* Goal
Copy out every one of the rows below word for word, but leave the pictures out of your answer.

══════

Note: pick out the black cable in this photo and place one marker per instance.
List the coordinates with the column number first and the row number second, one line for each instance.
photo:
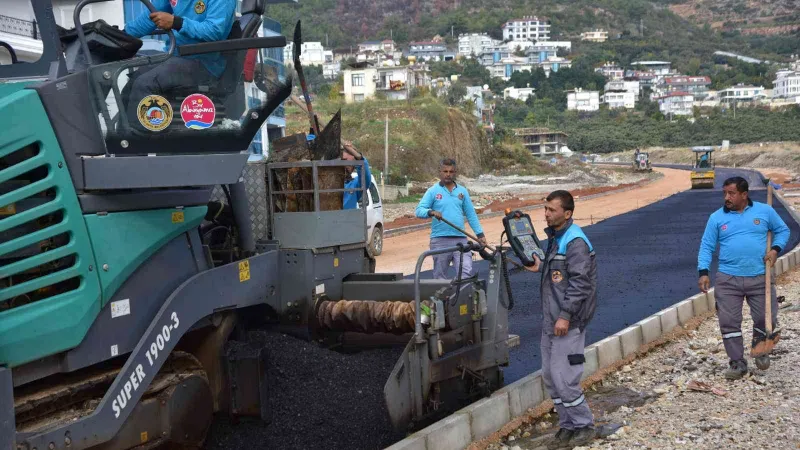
column 504, row 269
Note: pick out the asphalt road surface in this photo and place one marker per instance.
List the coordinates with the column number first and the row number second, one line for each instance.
column 646, row 260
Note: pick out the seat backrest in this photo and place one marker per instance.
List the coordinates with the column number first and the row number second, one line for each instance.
column 252, row 10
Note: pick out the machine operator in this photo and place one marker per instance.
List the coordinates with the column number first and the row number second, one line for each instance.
column 569, row 298
column 192, row 22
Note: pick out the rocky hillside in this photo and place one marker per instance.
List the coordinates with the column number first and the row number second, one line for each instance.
column 421, row 132
column 750, row 16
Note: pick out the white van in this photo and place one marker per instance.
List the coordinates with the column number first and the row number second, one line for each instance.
column 374, row 219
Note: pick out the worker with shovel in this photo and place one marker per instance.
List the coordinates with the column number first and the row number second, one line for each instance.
column 743, row 229
column 446, row 199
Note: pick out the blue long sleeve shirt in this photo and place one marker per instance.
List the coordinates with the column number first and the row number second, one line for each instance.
column 202, row 21
column 350, row 199
column 454, row 206
column 742, row 239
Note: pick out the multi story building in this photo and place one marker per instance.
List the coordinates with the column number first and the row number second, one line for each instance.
column 395, row 82
column 697, row 86
column 580, row 100
column 631, row 86
column 507, row 66
column 529, row 28
column 518, row 93
column 542, row 141
column 314, row 54
column 786, row 84
column 611, row 71
column 473, row 44
column 654, row 67
column 741, row 93
column 618, row 99
column 676, row 103
column 430, row 51
column 553, row 64
column 595, row 36
column 541, row 51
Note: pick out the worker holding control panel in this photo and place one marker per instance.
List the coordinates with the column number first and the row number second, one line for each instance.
column 568, row 290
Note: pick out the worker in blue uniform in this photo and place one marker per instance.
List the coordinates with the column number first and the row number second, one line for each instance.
column 740, row 228
column 451, row 201
column 192, row 22
column 353, row 178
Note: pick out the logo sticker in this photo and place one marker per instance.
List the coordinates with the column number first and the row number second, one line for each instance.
column 556, row 276
column 198, row 112
column 154, row 112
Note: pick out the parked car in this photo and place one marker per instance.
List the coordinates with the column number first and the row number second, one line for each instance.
column 374, row 219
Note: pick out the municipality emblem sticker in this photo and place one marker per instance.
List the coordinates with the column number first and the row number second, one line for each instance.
column 198, row 112
column 154, row 113
column 556, row 276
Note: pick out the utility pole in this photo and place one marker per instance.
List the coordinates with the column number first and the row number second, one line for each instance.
column 385, row 157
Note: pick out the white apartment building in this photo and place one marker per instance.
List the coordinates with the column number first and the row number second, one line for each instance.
column 474, row 44
column 612, row 71
column 619, row 99
column 518, row 93
column 312, row 53
column 529, row 28
column 631, row 86
column 741, row 93
column 363, row 84
column 787, row 84
column 507, row 66
column 580, row 100
column 554, row 64
column 676, row 104
column 595, row 36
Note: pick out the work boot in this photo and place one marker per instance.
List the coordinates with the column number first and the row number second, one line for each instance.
column 563, row 435
column 737, row 370
column 582, row 436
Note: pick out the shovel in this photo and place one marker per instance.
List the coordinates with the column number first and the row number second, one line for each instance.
column 765, row 347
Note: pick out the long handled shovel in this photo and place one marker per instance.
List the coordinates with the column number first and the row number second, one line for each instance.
column 765, row 347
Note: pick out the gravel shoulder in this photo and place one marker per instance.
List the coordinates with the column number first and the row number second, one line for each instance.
column 656, row 401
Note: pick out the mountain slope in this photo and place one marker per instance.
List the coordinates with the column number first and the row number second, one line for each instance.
column 654, row 27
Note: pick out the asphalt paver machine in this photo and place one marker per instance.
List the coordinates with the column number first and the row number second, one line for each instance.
column 125, row 282
column 702, row 174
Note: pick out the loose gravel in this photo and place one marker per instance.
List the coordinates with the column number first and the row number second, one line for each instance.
column 319, row 398
column 761, row 410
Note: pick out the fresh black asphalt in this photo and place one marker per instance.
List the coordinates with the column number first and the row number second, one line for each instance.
column 646, row 259
column 322, row 399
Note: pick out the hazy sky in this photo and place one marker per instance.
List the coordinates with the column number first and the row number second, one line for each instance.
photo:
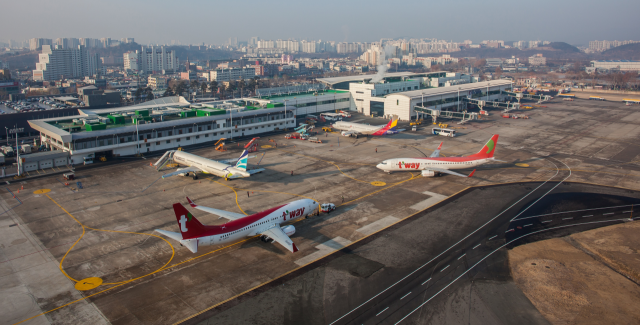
column 197, row 21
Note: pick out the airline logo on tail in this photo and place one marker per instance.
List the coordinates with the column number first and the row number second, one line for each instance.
column 190, row 227
column 242, row 161
column 390, row 128
column 488, row 149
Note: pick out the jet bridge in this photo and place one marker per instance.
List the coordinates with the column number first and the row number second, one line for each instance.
column 483, row 104
column 519, row 96
column 436, row 113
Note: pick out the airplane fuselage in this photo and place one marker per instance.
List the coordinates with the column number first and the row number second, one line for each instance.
column 208, row 166
column 255, row 224
column 418, row 164
column 361, row 128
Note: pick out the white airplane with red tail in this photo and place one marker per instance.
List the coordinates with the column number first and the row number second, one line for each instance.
column 433, row 164
column 266, row 223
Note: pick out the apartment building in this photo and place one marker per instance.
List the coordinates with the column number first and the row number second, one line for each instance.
column 57, row 63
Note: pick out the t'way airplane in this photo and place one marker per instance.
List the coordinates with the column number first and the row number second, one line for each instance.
column 436, row 164
column 266, row 223
column 350, row 128
column 196, row 164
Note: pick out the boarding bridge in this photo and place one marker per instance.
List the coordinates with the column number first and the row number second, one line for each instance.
column 435, row 113
column 519, row 96
column 164, row 160
column 483, row 104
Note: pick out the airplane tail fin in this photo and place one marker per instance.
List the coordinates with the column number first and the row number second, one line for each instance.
column 488, row 149
column 242, row 161
column 190, row 227
column 392, row 124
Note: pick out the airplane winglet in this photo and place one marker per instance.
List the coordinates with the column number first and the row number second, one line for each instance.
column 193, row 205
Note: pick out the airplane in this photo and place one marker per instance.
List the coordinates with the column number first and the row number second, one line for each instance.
column 442, row 165
column 349, row 128
column 222, row 168
column 266, row 224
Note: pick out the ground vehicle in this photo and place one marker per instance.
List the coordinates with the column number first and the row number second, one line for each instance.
column 8, row 151
column 327, row 207
column 443, row 131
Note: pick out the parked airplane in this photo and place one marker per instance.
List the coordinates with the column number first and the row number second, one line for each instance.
column 442, row 165
column 350, row 128
column 196, row 164
column 266, row 223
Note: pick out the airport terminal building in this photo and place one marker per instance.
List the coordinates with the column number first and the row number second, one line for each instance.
column 399, row 93
column 171, row 122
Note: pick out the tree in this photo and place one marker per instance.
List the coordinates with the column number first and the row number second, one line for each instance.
column 138, row 94
column 179, row 88
column 498, row 72
column 194, row 84
column 203, row 87
column 149, row 94
column 241, row 85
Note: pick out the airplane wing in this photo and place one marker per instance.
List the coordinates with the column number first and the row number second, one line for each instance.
column 220, row 213
column 182, row 171
column 278, row 235
column 255, row 171
column 232, row 161
column 436, row 153
column 446, row 171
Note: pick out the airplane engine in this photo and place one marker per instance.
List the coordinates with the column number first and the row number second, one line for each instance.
column 289, row 230
column 428, row 173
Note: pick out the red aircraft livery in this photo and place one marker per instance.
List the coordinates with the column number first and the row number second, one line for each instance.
column 266, row 223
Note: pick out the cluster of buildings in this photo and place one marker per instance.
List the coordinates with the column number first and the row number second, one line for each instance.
column 599, row 46
column 149, row 60
column 35, row 44
column 62, row 63
column 171, row 122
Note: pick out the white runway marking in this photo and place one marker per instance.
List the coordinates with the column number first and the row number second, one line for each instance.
column 434, row 198
column 324, row 249
column 377, row 225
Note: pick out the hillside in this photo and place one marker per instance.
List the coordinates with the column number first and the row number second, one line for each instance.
column 624, row 52
column 562, row 46
column 557, row 50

══════

* The response
Note: pick out the black cable in this photo and place one marker per instance.
List the coordinates with the column number first and the row number second, one line for each instance.
photo:
column 504, row 269
Note: pick out the asphalt road surface in this photo and place one marker per instance.
List the coordinates with the column number first and the row number second, one line for each instance.
column 646, row 260
Note: pick out the seat backrest in this photo and place one marker per instance.
List the coordinates with the column number first and the row number second, one line for each instance.
column 252, row 10
Note: pick out the machine operator in this photo and place one marker per instance.
List the coordinates with the column number first and the row number second, one line for each instance.
column 569, row 298
column 192, row 22
Note: pick out the rocky hillside in this photo and place one marker per instance.
List the coordinates with the column number first and the row number second, one line for each instance.
column 421, row 132
column 750, row 16
Note: pick out the white van in this photo and place one marker per instance.
List the coordinates with the column number first and the row number second, one line for each instance.
column 374, row 219
Note: pick out the worker with shovel in this photo and place one marker per instance.
List the coordinates with the column number first and the row number second, one line for each instance.
column 743, row 229
column 446, row 199
Note: pick out the blue long sleeve shirt in this photo and place one marker per instance.
List the coordinates with the column number first and the row number second, one line for each instance.
column 202, row 21
column 350, row 199
column 454, row 206
column 742, row 239
Note: pick out the multi story building in this photo and place one marker per instance.
List the coordinates with the column number first and the row number second, one line for each instance.
column 395, row 82
column 697, row 86
column 580, row 100
column 631, row 86
column 507, row 66
column 529, row 28
column 518, row 93
column 542, row 141
column 314, row 54
column 786, row 84
column 611, row 71
column 473, row 44
column 654, row 67
column 741, row 93
column 618, row 99
column 676, row 103
column 430, row 51
column 553, row 64
column 595, row 36
column 541, row 51
Note: pick out the worker holding control panel in this photo and place one marker per instance.
List the coordinates with the column number first and the row number second, one line for each instance.
column 568, row 290
Note: pick out the worker in blue uniform in this photo and place one marker per instance.
List the coordinates with the column number first and the row number second, one line for each instance.
column 740, row 228
column 451, row 201
column 192, row 22
column 353, row 178
Note: pick out the logo sticker in this photo and place one marker per instance.
List the coordinates with the column number first and the row number second, one line for each instance.
column 556, row 276
column 198, row 112
column 154, row 112
Note: pick out the parked car in this photo and place one marker per instance.
List the coordinates with the column number first and the row number second, one line for each instance.
column 374, row 219
Note: pick out the municipality emblem sticker in this photo and place one marker per instance.
List the coordinates with the column number first and the row number second, one line for each instance.
column 198, row 112
column 154, row 113
column 556, row 276
Note: pick out the utility pole in this photo and place one marker per instance.
List the coordinates with the column number first and the row number second, one line for each instance.
column 385, row 157
Note: pick out the white apartment building in this photo and place one marker per instance.
List the coordinates with the column number first and the row number second, one line for each instance.
column 474, row 44
column 612, row 71
column 619, row 99
column 518, row 93
column 312, row 53
column 529, row 28
column 631, row 86
column 741, row 93
column 363, row 84
column 787, row 84
column 507, row 66
column 580, row 100
column 554, row 64
column 676, row 104
column 595, row 36
Note: pick out the work boot in this photo and place one marker per instance.
List the coordinates with the column number first and the row number second, one line for each instance.
column 563, row 435
column 737, row 370
column 582, row 436
Note: pick out the shovel in this photo and place one marker per instance.
List the coordinates with the column number first and the row number second, one line for each instance.
column 765, row 347
Note: pick out the long handled shovel in this photo and place one marker per instance.
List the coordinates with the column number first and the row number second, one line for each instance.
column 765, row 347
Note: pick out the gravel shoulder in this photo and place one marker per instance.
List the coordinates with the column number first and the row number second, one line for each instance.
column 656, row 401
Note: pick out the mountain slope in this photo and place one marker per instance.
List the coordinates with the column number first and the row number second, one line for each instance.
column 654, row 27
Note: pick out the asphalt paver machine in this photo and place one marker per instance.
List the coordinates with the column number first and the row number second, one line for each instance.
column 125, row 282
column 702, row 174
Note: pick out the loose gravel in this photo and place one marker per instance.
List the coordinates with the column number first and the row number second, one line for each instance.
column 319, row 398
column 761, row 410
Note: pick out the fresh black asphalt in this photo and place one marker per instance.
List the coordinates with the column number first and the row number second, one line for each instance.
column 646, row 259
column 322, row 399
Note: pick out the hazy sky in this photo and place one marker per instance.
List the coordinates with the column number first and the row number second, one line for each instance.
photo:
column 197, row 21
Note: pick out the airline logo on tail in this photo and place one marker per instance.
List the coordinates with the column number first and the row number second, one line for each instance.
column 190, row 227
column 242, row 161
column 390, row 128
column 488, row 149
Note: pick out the jet bridge in this photo and place one marker per instance.
List the coordinates with the column number first and the row number second, one line for each instance.
column 483, row 104
column 519, row 96
column 436, row 113
Note: pick out the airplane fuselage in this photo and place one marker per instance.
List the coordinates with the column number first and the row number second, one line for each instance.
column 208, row 166
column 255, row 224
column 418, row 164
column 361, row 128
Note: pick out the white airplane with red tail in this photo and place one marker per instance.
List the coordinates with the column number first and the row number second, one line for each instance.
column 433, row 164
column 266, row 223
Note: pick out the apartment building in this photo and place one marker per instance.
List the coordinates with the column number first and the row number second, one line for each instance.
column 57, row 63
Note: pick out the t'way airplane in this photo and place one marker per instance.
List the coordinates with the column number first and the row number second, one line for each instance.
column 436, row 164
column 266, row 223
column 350, row 128
column 196, row 164
Note: pick out the boarding bridge in this photo and place one marker per instance.
List the coordinates with the column number first and the row number second, one line for each instance.
column 435, row 113
column 519, row 96
column 164, row 160
column 483, row 104
Note: pick out the airplane tail fin in this photo and place one marker per instance.
List the coordinates with the column number first and the row number second, one line for each instance.
column 488, row 149
column 242, row 161
column 190, row 227
column 392, row 124
Note: pick out the airplane winglet in this photo and place one marker per instance.
List the coordinates with the column number first and the row number second, one line for each instance.
column 193, row 205
Note: pick out the airplane in this photo and place one marker per instance.
List the coordinates with the column number first and the row number second, one line for each instance.
column 442, row 165
column 349, row 128
column 222, row 168
column 266, row 224
Note: pick out the ground vehicle in this photo and place one marker per instance.
List the coordinates with the column number first and the row number second, one line for each instance.
column 8, row 151
column 327, row 207
column 443, row 131
Note: pick out the parked airplane in this photo and place one marker per instance.
List the coordinates with the column number first and the row number second, one line for each instance.
column 442, row 165
column 350, row 128
column 196, row 164
column 266, row 223
Note: pick out the airport terminal building in this photo and place one marker per instance.
List the coordinates with the column number first and the row number second, one line for each instance.
column 399, row 93
column 171, row 122
Note: pick out the tree in this photo and place one marker per instance.
List the coordinates with the column number first and the row number second, one line for each instance.
column 138, row 94
column 179, row 88
column 498, row 72
column 194, row 84
column 203, row 87
column 149, row 94
column 241, row 85
Note: pick out the airplane wing in this photo and place one marker per instance.
List the coordinates with the column number first and the row number second, one line for each instance.
column 220, row 213
column 182, row 171
column 278, row 235
column 255, row 171
column 232, row 161
column 436, row 153
column 446, row 171
Note: pick out the airplane engine in this photo and place one marker per instance.
List the coordinates with the column number first and the row number second, one line for each instance.
column 289, row 230
column 428, row 173
Note: pick out the red aircraft livery in this photo and place one marker per instance.
List the coordinates with the column number first and the row number second, one line for each instance.
column 266, row 223
Note: pick out the cluster of buildings in this photo and place one marker per instance.
List the coordinates with the column number first and the row number second, one line for each instance.
column 599, row 46
column 149, row 60
column 35, row 44
column 62, row 63
column 171, row 122
Note: pick out the white runway marking in this photo and place one marker per instance.
List the coordinates with the column number first and the row number second, one line for each instance.
column 434, row 198
column 324, row 249
column 377, row 225
Note: pick out the hillside in this photo and place one marker per instance.
List the coordinates with the column number first and the row number second, one line for each instance.
column 624, row 52
column 562, row 46
column 557, row 50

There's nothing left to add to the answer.